Skip to main content

What is Unified OCR?

The Unified OCR system in Upsonic provides a consistent interface for optical character recognition across multiple OCR engines. Instead of learning different APIs for each OCR provider, you use a single OCR class that works seamlessly with EasyOCR, RapidOCR, Tesseract, DeepSeek, and PaddleOCR. The OCR class serves as a high-level orchestrator that:
  • Manages multiple OCR provider backends with a unified API
  • Handles image preprocessing (rotation correction, contrast enhancement, noise reduction)
  • Converts PDFs to images with configurable DPI
  • Tracks confidence scores and bounding box detection
  • Collects performance metrics and processing statistics
  • Provides provider-specific features and optimizations
from upsonic.ocr import OCR
from upsonic.ocr.easyocr import EasyOCR

# Create OCR instance
ocr = OCR(EasyOCR, languages=['en'], rotation_fix=True)

# Extract text
text = ocr.get_text('document.pdf')

▸ **DATA EXCERPT**
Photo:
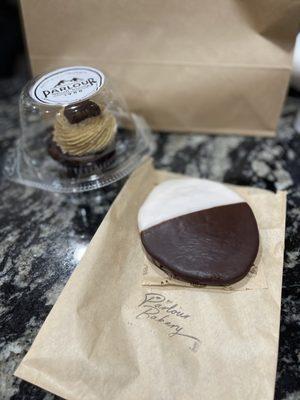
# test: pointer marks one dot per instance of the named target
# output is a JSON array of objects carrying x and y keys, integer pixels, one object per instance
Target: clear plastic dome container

▸ **TO DO**
1. Answer these questions using the Unified OCR page.
(a) Which OCR engines does the single OCR class work with?
(b) Which three preprocessing steps does the OCR class handle for images?
(c) In the code sample, which value is given for the languages argument?
2. Reproduce the Unified OCR page word for word, everything from "The Unified OCR" down to "OCR(EasyOCR, languages=['en'], rotation_fix=True)".
3. Carry on the Unified OCR page from the point where it stops.

▸ **ANSWERS PER TASK**
1.
(a) EasyOCR, RapidOCR, Tesseract, DeepSeek, and PaddleOCR.
(b) Rotation correction, contrast enhancement, and noise reduction.
(c) ['en']

2.
The Unified OCR system in Upsonic provides a consistent interface for optical character recognition across multiple OCR engines. Instead of learning different APIs for each OCR provider, you use a single OCR class that works seamlessly with EasyOCR, RapidOCR, Tesseract, DeepSeek, and PaddleOCR. The OCR class serves as a high-level orchestrator that:
  • Manages multiple OCR provider backends with a unified API
  • Handles image preprocessing (rotation correction, contrast enhancement, noise reduction)
  • Converts PDFs to images with configurable DPI
  • Tracks confidence scores and bounding box detection
  • Collects performance metrics and processing statistics
  • Provides provider-specific features and optimizations
from upsonic.ocr import OCR
from upsonic.ocr.easyocr import EasyOCR

# Create OCR instance
ocr = OCR(EasyOCR, languages=['en'], rotation_fix=True)

3.
print(text)

How Unified OCR Works

The OCR system follows a clear processing pipeline:
  1. File Preparation: Validates file existence and format (supports .png, .jpg, .jpeg, .bmp, .tiff, .tif, .webp, .pdf)
  2. PDF Conversion: If the file is a PDF, converts each page to images at the specified DPI
  3. Image Preprocessing: Optionally applies rotation correction, contrast enhancement, and noise reduction
  4. OCR Processing: Processes each image through the selected provider’s engine
  5. Result Aggregation: Combines results from multiple pages, calculates average confidence scores
  6. Metrics Tracking: Updates processing statistics for performance analysis
from upsonic.ocr import OCR
from upsonic.ocr.rapidocr import RapidOCR

# Create OCR with preprocessing
ocr = OCR(
    RapidOCR,
    languages=['en'],
    rotation_fix=True,
    enhance_contrast=True,
    pdf_dpi=300
)

# Process file - returns detailed results
result = ocr.process_file('document.pdf')

print(f"Text: {result.text}")
print(f"Confidence: {result.confidence:.2%}")
print(f"Pages: {result.page_count}")
print(f"Processing time: {result.processing_time_ms:.2f}ms")